## DOCUMENT EXTRACT
↓↓↓
Life List
I once told Adam that I was considering seeing a movie by myself while he was out of town and he was horrified. He actually felt guilty for leaving, as though seeing a movie alone was the lowest of the low points in life. I explained to him that I didn’t see attending things solo as any kind of social death because my favorite person to hang out with in the whole world was myself. I like to do all the same things as me! Seeing a movie alone is great because you agree on what movie to see (BALLET DOCUMENTARY), what you thought about it (BANGIN’), and where you should eat after (CHIPS + MARTINI ON COUCH AT HOME).
So after his reaction I made it my mission to see a movie alone and added it to the life list. Except this is usually what happened:
- Decide I’m going to see movie. Select movie, theater and showing and tell people that I’m busy because I’m seeing a movie.
- 30 minutes before I have to leave I remember that I can watch movies at home for free, plus I can wear pajamas. Don’t move for 10 hours.
Recently I couldn’t find anyone to see this documentary with me so I said fuck it, we’ll do it live! And I went and it was super anti-climactic, especially since I was able to buy a beer at the snack stand and we all know beer is the perfect theater companion. The worst part about the whole ordeal was this old woman who offered loud commentary through entire movie. It reminded me why I don’t like going to the theater in the first place. And then I was doubly annoyed to discover that the movie had been made available on my cable’s “same day as theaters” on-demand movie section so I could’ve been watching it IN MY PAJAMAS.
Anywho, life list and all that. I’ve since added two more items to the list: have a nice meal by myself, a la Maggie Mason, as well as take a vacation alone because I think both sound amazing.
I haven’t neglected the life list! Everything is on-going, ya know, full steam ahead and all that. It’s just that…much of this list is so expense-heavy that most of my time is spent saving the money to do these things, or planning them, or daydreaming about them. Thank god I’m still making those bloody pizzas.

Thanks to The Great Brain Fart of 2012, I managed to inadvertently check off one item on the list: Get a new camera (specifically the d7000). Wahoo! Success by accident is the best kind of success.
Having a fancy camera hasn’t improved my crap photos one bit but it has inspired me to try harder. In the meantime you should follow me on instagram @arleneivana. Are you aware of any way to link directly to my instagram profile in order to make it easier for my devoted masses to follow me there? Because instagram sure hasn’t made it easy to figure out. You may just have to type out my username in the search box, and you’ve already lost me because so.much.work.
I probably shouldn’t share this but Adam had a lot of anxiety about scuba. I didn’t really think much about it before we left for our trip – I spent the three weeks beforehand wrapping up things at my lovely job so that I could start a new job when we got back – and coupled with doing online scuba courses at night I didn’t have time to become concerned. Plus we’d done it before and it was a ton of fun and I honestly I don’t remember much of it. There were fish! And water and stuff. I could breathe underwater. Technical looking doodad stuff. That was scuba.
↑↑↑
## WHAT THE EXERCISE ASKS
Copy the part of the life list post that opens with the words containing "Recently I couldn’t" and closes with "IN MY PAJAMAS.", word for word.

## Data items
↓↓↓
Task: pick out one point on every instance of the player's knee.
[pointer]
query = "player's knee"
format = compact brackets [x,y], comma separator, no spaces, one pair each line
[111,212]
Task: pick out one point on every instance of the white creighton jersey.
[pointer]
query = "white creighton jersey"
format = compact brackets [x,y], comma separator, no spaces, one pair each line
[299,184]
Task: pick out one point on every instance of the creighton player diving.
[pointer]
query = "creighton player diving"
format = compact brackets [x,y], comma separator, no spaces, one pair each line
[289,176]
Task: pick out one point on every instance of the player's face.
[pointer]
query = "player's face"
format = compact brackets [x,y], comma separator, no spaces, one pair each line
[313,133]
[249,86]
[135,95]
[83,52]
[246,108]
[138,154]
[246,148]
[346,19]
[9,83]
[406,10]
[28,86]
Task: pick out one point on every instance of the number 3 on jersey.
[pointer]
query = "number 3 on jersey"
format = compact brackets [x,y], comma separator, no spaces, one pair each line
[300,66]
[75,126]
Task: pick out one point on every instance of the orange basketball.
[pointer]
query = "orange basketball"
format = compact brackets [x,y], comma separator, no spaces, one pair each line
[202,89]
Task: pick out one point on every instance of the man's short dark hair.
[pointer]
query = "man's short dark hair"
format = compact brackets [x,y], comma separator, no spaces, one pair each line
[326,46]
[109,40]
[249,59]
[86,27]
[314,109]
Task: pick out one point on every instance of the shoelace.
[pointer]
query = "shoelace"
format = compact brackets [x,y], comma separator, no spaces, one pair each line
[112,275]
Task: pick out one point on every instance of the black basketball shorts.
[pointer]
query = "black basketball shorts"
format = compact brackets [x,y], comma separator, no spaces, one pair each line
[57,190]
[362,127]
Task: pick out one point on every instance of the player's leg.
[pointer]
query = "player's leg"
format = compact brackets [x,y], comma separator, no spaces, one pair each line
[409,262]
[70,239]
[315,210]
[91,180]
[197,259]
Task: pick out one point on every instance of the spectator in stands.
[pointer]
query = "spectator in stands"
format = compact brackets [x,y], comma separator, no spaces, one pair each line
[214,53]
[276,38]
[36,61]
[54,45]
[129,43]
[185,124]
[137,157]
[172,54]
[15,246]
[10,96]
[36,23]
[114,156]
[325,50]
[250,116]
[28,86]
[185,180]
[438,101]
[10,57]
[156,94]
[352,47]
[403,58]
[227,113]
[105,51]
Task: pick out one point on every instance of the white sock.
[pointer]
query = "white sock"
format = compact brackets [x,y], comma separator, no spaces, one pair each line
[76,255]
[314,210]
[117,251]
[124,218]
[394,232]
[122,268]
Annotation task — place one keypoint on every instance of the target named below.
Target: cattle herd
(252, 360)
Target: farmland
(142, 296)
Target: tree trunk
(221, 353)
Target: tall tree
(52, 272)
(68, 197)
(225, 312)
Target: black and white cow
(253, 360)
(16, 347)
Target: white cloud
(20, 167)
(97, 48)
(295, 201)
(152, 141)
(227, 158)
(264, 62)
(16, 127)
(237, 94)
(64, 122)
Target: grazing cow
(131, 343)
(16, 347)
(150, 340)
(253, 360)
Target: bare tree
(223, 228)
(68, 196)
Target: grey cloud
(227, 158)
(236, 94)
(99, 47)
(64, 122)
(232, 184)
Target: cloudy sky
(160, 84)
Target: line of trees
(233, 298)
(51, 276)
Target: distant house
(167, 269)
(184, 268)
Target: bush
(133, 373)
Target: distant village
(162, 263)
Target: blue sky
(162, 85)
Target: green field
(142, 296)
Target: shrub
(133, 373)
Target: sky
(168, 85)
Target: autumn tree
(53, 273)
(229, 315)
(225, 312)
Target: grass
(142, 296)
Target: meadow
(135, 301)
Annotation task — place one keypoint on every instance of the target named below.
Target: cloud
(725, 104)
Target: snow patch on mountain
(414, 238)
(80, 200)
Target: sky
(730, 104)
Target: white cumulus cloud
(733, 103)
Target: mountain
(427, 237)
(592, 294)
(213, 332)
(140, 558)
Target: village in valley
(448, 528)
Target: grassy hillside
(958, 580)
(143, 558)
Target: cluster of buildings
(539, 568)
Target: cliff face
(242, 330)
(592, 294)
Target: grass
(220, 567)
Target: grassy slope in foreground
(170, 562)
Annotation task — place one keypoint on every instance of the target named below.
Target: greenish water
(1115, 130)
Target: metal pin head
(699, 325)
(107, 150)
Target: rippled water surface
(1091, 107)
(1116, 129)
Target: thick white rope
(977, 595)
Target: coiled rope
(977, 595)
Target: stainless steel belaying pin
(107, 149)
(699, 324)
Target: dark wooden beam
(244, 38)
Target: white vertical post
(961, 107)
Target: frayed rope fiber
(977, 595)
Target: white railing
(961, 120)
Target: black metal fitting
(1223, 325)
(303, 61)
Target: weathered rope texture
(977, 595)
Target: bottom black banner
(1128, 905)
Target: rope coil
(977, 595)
↑↑↑
## SOLUTION FOR THIS PROBLEM
Recently I couldn’t find anyone to see this documentary with me so I said fuck it, we’ll do it live! And I went and it was super anti-climactic, especially since I was able to buy a beer at the snack stand and we all know beer is the perfect theater companion. The worst part about the whole ordeal was this old woman who offered loud commentary through entire movie. It reminded me why I don’t like going to the theater in the first place. And then I was doubly annoyed to discover that the movie had been made available on my cable’s “same day as theaters” on-demand movie section so I could’ve been watching it IN MY PAJAMAS.